__Exercises to complete__
[1] In the announcement of the new Macrostomum species, copy the text between "And the third" and "details see here).", inclusive, replacing "miraculous" with "remarkable".
[2] Decide whether each statement agrees with the announcement of the new Macrostomum species. Answer yes or no, quoting the words from the announcement that settle it.
(a) Tim Janicke now holds a permanent CNRS position near the place where Macrostomum janickei was first sampled.
(b) Macrostomum cliftonensis was collected near Queenscliff, Victoria.
(c) The karyotype organisation of Macrostomum mirumnovem is less complex than that of M. lignano.

__Source text__
※

We are happy to announce that we have published three new Macrostomum species that have resulted from field collections by members of the Schärer lab in the Mediterranean and in two sites in Australia (see also here).
One species, Macrostomum janickei Schärer 2019, was first collected and maintained by a former PhD student of the Schärer lab, Tim Janicke, and it is named in his honour. Moreover, Tim has since actually obtained a permanent CNRS position close to the original sampling site near Montpellier, so it seemed appropriate to consider that this should be Tim's worm from now on.
The other two species were collected during a field trip to Australia, which I made together with my current PhD student, Jeremias Brand, in early 2017. One of the species, Macrostomum cliftonensis Schärer and Brand 2019, was collected on the shores of Lake Clifton, a hypersaline lake south of Perth in Western Australia. This species is considered a highly suitable Macrostomum model species, since it does not share the complex karyotype and genome organisation that we have recently discovered in Macrostomum lignano.
And the third species, Macrostomum mirumnovem Schärer and Brand 2019, was collected in several locations close to Queenscliff, Victoria. It carries this name due to its truly miraculous karyotype organisation, which is based on an unusual ground pattern with nine chromosomes that is even more complex than that observed in M. lignano (for more details see here).
Welcome to the world (of science), dear worms.

※

(Extracted data entries)
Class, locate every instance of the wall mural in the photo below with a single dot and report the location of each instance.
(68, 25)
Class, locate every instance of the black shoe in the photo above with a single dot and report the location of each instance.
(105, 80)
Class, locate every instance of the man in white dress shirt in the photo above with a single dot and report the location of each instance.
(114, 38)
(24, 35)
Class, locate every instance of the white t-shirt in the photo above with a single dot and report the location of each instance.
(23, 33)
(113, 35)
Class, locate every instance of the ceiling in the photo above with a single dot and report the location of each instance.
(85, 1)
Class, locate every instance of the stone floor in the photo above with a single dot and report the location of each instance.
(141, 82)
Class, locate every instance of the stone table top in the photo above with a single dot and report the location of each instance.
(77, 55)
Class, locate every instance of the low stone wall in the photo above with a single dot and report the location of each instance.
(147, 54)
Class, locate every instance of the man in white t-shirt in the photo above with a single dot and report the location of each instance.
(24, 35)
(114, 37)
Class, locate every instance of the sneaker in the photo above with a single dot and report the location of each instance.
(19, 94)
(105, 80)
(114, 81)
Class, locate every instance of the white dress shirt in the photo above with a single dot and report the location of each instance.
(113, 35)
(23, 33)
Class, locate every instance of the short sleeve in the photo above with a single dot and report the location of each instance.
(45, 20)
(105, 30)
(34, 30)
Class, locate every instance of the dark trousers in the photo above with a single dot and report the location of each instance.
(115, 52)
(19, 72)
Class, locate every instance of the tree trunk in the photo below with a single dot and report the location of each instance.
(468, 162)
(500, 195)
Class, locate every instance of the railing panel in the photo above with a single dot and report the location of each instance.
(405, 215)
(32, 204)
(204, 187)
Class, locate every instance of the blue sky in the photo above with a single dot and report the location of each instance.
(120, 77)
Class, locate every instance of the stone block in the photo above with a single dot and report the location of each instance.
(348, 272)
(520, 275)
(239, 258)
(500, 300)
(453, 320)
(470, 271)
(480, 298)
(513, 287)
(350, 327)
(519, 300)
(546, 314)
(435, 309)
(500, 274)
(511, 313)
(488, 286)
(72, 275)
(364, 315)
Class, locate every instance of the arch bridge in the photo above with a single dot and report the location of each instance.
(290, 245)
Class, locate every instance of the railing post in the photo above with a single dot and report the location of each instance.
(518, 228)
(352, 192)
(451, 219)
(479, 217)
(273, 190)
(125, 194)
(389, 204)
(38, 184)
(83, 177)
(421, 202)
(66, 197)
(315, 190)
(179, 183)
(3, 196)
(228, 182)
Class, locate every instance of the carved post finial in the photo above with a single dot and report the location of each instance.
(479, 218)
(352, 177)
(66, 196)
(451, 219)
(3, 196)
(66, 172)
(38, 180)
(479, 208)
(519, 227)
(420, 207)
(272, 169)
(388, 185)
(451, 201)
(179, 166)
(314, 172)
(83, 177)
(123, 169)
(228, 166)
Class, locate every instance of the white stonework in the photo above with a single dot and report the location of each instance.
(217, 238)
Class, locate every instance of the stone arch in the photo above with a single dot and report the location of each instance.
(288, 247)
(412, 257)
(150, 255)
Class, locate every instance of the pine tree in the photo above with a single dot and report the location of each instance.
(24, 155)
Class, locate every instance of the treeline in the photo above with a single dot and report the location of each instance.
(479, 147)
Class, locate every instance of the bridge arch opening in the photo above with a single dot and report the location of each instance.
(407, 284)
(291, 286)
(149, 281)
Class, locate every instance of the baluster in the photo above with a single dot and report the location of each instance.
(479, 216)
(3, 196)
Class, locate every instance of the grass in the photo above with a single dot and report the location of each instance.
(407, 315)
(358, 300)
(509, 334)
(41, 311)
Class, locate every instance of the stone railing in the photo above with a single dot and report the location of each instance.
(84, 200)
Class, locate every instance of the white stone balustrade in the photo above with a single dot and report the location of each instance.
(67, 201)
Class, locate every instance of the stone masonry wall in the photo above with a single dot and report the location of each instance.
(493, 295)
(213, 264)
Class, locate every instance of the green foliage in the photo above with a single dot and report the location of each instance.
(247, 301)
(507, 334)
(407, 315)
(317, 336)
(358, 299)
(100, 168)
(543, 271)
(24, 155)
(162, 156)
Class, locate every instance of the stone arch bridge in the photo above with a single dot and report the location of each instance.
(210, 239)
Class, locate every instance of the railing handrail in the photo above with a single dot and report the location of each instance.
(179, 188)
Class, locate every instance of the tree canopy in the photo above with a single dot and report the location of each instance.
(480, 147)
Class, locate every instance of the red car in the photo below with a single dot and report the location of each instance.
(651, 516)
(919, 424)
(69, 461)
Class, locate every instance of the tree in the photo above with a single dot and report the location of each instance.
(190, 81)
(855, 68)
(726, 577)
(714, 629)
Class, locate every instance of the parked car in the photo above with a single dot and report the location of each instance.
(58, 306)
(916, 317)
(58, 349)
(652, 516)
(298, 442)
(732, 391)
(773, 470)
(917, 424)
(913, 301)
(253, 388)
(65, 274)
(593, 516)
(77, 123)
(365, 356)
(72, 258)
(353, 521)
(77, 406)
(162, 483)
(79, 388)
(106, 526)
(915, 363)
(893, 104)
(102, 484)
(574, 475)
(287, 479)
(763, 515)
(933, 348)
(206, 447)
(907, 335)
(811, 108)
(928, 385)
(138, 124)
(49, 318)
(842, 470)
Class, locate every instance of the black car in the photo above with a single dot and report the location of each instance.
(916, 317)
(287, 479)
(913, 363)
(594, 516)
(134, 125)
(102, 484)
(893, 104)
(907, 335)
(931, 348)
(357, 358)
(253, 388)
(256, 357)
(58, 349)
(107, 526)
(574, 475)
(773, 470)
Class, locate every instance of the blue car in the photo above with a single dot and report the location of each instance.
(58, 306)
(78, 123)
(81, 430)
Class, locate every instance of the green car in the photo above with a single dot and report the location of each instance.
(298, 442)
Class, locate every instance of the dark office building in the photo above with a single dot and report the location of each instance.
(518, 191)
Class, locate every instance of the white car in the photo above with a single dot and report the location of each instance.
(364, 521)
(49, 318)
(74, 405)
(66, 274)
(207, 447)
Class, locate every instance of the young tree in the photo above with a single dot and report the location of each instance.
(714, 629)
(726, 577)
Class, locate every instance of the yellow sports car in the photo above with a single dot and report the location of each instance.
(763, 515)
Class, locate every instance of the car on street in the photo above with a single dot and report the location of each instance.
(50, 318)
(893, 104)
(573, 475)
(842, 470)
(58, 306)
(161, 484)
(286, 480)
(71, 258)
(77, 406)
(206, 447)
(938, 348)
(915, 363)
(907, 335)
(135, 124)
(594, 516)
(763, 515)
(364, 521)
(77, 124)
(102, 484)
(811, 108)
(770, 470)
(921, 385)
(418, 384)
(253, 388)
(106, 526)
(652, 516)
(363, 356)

※

__Responses__
[1]
And the third species, Macrostomum mirumnovem Schärer and Brand 2019, was collected in several locations close to Queenscliff, Victoria. It carries this name due to its truly remarkable karyotype organisation, which is based on an unusual ground pattern with nine chromosomes that is even more complex than that observed in M. lignano (for more details see here).

[2]
(a) Yes: "Tim has since actually obtained a permanent CNRS position close to the original sampling site near Montpellier"
(b) No: "was collected on the shores of Lake Clifton, a hypersaline lake south of Perth in Western Australia"
(c) No: "even more complex than that observed in M. lignano"